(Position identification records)

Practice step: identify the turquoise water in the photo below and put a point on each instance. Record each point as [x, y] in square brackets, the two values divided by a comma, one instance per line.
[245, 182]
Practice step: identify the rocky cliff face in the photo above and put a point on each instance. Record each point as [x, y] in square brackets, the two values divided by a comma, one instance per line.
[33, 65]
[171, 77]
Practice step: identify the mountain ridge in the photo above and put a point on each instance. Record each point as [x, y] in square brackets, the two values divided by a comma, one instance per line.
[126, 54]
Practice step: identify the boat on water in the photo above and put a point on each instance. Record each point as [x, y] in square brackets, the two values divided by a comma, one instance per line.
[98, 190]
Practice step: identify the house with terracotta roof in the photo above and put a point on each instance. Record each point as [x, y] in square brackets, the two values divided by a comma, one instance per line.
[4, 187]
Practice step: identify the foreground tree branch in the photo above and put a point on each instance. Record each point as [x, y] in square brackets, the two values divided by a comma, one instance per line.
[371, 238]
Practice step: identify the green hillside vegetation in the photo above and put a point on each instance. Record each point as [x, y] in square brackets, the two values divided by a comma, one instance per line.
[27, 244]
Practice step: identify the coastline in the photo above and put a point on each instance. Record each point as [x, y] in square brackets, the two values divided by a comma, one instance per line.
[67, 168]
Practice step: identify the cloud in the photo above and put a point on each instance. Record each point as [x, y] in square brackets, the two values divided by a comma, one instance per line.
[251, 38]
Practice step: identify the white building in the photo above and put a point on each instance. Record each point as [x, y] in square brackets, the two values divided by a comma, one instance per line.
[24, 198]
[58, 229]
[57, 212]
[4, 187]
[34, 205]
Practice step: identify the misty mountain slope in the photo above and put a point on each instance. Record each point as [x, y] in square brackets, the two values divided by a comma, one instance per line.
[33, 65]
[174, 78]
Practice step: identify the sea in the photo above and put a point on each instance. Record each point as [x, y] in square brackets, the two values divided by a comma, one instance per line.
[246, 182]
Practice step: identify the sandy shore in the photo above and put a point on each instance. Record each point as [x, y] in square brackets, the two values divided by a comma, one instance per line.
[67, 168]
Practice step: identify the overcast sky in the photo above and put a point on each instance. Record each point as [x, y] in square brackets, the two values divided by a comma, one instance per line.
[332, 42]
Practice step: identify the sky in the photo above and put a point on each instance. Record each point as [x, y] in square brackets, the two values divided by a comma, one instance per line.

◆ **Aim**: Rewrite the data from the line with "Practice step: identify the overcast" up to and including the last line of the data, requests and all. Multiply each answer coordinate by 2.55 and round it to a whole number, with halves rounded up.

◆ **Task answer**:
Practice step: identify the overcast sky in the photo above and put a point on each instance. Record each point as [x, y] in square brackets, the two values divided by a comma, one instance per line.
[847, 107]
Practice step: identify the sky in the photo above and put a point on each instance. Record each point as [x, y] in square brackets, the two values divided by a comma, one instance per line.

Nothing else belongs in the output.